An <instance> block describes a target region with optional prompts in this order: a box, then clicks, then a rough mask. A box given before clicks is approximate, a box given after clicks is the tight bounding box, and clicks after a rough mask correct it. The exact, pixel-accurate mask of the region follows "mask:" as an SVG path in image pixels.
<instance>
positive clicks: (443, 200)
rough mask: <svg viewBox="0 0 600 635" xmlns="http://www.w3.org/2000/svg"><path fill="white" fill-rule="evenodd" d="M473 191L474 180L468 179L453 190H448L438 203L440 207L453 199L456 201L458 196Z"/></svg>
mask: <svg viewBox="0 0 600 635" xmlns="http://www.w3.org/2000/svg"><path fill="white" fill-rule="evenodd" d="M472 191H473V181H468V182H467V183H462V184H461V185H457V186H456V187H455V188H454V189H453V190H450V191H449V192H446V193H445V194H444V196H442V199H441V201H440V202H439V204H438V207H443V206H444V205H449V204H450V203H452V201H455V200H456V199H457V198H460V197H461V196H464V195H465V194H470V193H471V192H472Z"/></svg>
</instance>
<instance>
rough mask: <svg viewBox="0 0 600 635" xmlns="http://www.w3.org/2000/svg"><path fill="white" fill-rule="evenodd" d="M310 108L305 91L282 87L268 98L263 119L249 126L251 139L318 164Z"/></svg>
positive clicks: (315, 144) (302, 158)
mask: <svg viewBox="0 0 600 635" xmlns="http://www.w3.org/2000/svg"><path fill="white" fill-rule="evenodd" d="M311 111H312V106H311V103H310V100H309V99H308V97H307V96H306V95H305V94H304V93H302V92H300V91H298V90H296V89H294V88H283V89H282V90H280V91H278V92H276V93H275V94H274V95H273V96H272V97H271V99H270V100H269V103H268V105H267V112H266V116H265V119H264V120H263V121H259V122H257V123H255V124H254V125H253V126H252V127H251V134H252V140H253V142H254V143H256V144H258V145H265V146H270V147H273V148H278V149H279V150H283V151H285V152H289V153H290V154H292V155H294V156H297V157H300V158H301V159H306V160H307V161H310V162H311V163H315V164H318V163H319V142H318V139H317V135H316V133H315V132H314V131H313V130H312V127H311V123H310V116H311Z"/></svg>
****
Task details: Reproduce every one of the rows above word for word, with no changes.

Answer for the task:
An <instance> block describes a target region with optional prompts in this order: a box, then clicks, then a rough mask. A box given before clicks is approximate, a box given after clicks is the tight bounding box, and clicks after a rough mask correct it. The exact, pixel-accurate mask of the region follows "mask:" as an SVG path in image pixels.
<instance>
positive clicks: (443, 200)
rough mask: <svg viewBox="0 0 600 635" xmlns="http://www.w3.org/2000/svg"><path fill="white" fill-rule="evenodd" d="M473 191L474 180L468 179L453 190H448L438 203L440 207L453 199L456 201L458 196Z"/></svg>
mask: <svg viewBox="0 0 600 635" xmlns="http://www.w3.org/2000/svg"><path fill="white" fill-rule="evenodd" d="M472 191H473V181H468V182H467V183H462V184H461V185H457V186H456V187H455V188H454V189H453V190H450V191H449V192H446V193H445V194H444V196H442V199H441V201H440V202H439V204H438V207H443V206H444V205H449V204H450V203H452V201H455V200H456V199H457V198H460V197H461V196H464V195H465V194H470V193H471V192H472Z"/></svg>
</instance>
<instance>
rough mask: <svg viewBox="0 0 600 635" xmlns="http://www.w3.org/2000/svg"><path fill="white" fill-rule="evenodd" d="M310 108L305 91L282 87L268 98L263 119L249 126L251 139L318 164Z"/></svg>
positive clicks: (315, 144) (302, 158)
mask: <svg viewBox="0 0 600 635" xmlns="http://www.w3.org/2000/svg"><path fill="white" fill-rule="evenodd" d="M311 111H312V106H311V103H310V100H309V99H308V97H307V96H306V95H305V94H304V93H302V92H300V91H298V90H296V89H294V88H283V89H282V90H280V91H278V92H276V93H275V94H274V95H273V96H272V97H271V99H270V100H269V103H268V105H267V112H266V116H265V119H264V120H263V121H259V122H257V123H255V124H254V125H253V126H252V127H251V134H252V140H253V142H254V143H256V144H258V145H265V146H270V147H273V148H278V149H279V150H283V151H285V152H289V153H290V154H292V155H294V156H297V157H300V158H301V159H306V160H307V161H310V162H311V163H315V164H318V163H319V142H318V139H317V135H316V133H315V132H314V131H313V130H312V127H311V123H310V116H311Z"/></svg>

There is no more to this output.